» **TASK DETAILS**:
Scale the records from the line with "target | watermelon vine" up to and including the end of the records. Reproduce every line, requests included, but multiply each point coordinate in the answers by 0.2 and round to whole numbers, with halves rounded up.

» **RECORDS**:
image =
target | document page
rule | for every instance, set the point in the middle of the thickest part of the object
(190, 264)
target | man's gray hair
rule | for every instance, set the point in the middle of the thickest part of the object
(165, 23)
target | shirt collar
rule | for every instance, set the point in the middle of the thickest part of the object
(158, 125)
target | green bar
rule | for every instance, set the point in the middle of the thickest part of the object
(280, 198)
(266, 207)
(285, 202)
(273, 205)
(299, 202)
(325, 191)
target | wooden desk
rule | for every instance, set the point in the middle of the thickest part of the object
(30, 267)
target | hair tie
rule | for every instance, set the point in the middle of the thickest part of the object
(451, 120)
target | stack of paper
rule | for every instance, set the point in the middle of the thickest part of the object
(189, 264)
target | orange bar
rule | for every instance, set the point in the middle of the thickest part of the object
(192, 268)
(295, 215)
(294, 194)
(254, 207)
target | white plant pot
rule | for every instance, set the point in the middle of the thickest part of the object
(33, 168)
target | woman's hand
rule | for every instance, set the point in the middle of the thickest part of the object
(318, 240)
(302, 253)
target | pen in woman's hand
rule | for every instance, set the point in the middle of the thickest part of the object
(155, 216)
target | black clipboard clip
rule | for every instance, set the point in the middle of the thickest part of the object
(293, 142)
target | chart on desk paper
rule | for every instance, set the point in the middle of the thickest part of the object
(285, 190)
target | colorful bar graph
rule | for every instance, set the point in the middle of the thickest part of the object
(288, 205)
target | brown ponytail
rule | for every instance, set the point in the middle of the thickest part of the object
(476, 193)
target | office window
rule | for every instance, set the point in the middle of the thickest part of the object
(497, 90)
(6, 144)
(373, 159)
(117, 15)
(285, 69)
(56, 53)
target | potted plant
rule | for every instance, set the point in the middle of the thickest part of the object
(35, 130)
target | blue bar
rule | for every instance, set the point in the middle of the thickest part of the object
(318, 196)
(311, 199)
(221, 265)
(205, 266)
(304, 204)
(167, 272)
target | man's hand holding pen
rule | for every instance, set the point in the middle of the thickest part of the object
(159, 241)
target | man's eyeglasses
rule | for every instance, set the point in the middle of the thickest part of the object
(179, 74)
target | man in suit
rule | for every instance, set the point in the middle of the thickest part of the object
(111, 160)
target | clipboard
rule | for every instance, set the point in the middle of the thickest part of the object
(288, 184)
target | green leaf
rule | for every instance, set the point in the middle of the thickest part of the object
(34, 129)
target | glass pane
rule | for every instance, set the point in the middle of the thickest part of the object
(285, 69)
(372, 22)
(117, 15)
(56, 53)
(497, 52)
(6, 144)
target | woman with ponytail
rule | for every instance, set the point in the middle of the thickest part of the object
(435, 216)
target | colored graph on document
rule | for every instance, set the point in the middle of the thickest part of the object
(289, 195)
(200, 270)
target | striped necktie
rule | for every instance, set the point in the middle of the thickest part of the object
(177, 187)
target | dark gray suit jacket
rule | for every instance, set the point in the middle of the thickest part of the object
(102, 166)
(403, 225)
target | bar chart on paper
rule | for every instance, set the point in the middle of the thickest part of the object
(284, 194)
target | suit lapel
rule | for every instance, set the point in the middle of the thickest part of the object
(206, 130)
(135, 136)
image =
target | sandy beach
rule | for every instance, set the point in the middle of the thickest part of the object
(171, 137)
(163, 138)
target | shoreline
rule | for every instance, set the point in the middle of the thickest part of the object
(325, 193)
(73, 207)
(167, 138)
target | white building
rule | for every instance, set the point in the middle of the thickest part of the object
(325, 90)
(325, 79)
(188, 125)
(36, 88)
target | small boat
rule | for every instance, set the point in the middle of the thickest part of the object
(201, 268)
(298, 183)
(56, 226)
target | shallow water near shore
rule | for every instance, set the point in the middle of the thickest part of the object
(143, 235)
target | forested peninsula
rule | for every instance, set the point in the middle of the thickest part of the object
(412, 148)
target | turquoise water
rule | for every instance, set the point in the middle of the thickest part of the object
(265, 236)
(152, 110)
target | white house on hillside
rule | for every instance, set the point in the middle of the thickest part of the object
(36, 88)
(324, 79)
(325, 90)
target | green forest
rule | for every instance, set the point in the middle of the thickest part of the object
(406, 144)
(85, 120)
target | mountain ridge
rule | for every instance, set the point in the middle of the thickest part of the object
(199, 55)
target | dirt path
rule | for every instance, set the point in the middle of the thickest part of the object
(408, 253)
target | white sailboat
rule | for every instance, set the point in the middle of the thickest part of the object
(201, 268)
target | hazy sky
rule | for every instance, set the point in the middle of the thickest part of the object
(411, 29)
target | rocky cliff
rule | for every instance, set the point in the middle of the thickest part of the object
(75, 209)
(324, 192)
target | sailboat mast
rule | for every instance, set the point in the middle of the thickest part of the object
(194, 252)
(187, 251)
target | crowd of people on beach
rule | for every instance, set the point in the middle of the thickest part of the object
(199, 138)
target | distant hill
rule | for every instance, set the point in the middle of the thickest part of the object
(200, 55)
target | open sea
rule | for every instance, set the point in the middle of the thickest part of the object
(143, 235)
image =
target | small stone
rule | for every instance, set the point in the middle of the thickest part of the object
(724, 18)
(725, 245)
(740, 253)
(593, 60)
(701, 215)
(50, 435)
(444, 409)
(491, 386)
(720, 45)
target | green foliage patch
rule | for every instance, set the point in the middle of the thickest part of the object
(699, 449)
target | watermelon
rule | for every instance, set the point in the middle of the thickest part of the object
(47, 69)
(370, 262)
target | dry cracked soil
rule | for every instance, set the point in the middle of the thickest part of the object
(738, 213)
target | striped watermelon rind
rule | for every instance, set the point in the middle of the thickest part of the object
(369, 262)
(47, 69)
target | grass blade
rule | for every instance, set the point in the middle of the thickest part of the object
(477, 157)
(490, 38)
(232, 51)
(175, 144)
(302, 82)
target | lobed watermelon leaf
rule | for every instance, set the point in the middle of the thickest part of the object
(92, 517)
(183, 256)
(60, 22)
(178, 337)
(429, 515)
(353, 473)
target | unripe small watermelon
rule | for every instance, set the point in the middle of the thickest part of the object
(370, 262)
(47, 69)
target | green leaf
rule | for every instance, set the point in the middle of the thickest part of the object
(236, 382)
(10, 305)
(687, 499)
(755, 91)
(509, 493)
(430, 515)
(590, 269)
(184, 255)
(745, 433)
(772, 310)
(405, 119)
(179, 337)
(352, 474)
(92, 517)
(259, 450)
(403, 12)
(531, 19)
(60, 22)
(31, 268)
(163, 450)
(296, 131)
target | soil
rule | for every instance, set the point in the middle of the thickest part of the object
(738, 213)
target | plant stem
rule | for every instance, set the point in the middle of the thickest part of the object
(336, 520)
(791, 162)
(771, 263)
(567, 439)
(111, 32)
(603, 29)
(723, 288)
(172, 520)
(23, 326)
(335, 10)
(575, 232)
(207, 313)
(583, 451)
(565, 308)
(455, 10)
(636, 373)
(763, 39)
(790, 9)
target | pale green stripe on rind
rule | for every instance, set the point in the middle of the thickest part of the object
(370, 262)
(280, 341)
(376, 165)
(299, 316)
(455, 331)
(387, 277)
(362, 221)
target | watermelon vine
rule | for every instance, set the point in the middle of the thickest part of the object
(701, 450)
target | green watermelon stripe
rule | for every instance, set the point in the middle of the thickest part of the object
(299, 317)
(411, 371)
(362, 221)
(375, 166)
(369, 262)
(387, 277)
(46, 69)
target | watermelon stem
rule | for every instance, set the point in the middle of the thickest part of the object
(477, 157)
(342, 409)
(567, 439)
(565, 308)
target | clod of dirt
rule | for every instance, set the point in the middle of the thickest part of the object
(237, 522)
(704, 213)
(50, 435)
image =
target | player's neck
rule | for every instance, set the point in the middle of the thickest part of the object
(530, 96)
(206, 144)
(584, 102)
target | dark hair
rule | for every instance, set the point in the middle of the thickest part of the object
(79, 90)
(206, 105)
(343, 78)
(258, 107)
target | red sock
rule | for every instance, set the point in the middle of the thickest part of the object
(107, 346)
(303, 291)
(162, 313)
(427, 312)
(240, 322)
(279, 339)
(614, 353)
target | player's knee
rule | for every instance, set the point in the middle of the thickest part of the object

» **CORRECT RESULT**:
target | watermelon vine
rule | for every instance, set the point in the middle of the thickest part of the object
(140, 90)
target | green watermelon stripe
rule | for every instance, set the point in the middle of the thickest part of the object
(60, 63)
(82, 74)
(72, 44)
(75, 33)
(74, 52)
(77, 55)
(9, 14)
target | watermelon stem
rule | for every instance, set the point in the middle of the thickest part of the object
(95, 31)
(68, 82)
(113, 88)
(113, 62)
target | clod of dirt
rule | for every instance, set the point in the middle of the thickest part of the object
(47, 104)
(141, 43)
(10, 87)
image =
target | player's neck
rule | for every instance, set the point in the middle of the thickest part of the object
(106, 19)
(41, 29)
(117, 20)
target | dark hair
rule | for every instance, set the point in the middle of the thickest part of the object
(16, 18)
(41, 21)
(69, 16)
(52, 21)
target | red sock
rule | for every instance, set the point in the middle of the thickest part of the object
(21, 69)
(61, 58)
(32, 63)
(85, 62)
(48, 64)
(56, 68)
(123, 71)
target | player's knee
rule | for every instance, set the point in the middle of the thickest part of the object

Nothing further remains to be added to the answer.